[Dataset entries]
═══
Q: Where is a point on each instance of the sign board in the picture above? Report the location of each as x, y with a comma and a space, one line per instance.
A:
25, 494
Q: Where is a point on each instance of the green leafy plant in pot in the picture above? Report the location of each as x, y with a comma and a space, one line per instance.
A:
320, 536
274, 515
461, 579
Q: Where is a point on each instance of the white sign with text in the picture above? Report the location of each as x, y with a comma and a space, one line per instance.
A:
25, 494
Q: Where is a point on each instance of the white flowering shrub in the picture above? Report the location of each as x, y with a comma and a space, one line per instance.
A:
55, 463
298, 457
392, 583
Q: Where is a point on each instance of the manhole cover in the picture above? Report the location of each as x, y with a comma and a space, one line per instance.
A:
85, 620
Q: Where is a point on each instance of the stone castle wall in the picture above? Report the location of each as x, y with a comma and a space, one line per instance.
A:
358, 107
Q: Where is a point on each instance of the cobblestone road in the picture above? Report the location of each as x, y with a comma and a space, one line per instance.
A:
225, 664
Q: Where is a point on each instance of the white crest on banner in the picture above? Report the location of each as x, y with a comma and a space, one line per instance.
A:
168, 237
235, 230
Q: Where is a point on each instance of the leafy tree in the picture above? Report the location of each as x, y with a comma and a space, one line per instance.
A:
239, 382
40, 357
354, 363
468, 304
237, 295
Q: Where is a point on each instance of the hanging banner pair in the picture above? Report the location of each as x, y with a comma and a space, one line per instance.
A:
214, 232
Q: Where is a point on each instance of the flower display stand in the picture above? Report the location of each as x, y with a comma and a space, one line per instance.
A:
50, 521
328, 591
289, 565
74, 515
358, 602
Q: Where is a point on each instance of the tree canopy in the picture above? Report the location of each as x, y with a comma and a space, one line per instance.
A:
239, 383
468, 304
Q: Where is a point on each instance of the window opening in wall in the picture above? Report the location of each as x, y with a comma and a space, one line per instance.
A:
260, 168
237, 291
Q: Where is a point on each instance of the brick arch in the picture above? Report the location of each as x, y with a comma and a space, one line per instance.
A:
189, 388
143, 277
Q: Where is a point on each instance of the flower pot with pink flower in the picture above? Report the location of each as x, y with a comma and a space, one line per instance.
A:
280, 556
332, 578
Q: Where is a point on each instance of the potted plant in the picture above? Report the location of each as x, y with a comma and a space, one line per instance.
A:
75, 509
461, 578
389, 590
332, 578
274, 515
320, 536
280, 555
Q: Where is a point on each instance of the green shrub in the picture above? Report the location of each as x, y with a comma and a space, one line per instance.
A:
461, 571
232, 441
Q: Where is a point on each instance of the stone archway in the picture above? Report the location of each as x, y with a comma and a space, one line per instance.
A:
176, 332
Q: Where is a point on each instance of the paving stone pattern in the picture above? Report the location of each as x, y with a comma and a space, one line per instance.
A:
═══
From the data above, show each line that contains "leafy".

Q: Where is a point on each instance of the green leafy plant in pot in the picture above? Report the location of each as x, y with a comma and a space, one line per instance.
Q: Where is a point on each instance of the leafy tree in the picture above? Report the location of each as x, y with a comma and a space, one line per instance.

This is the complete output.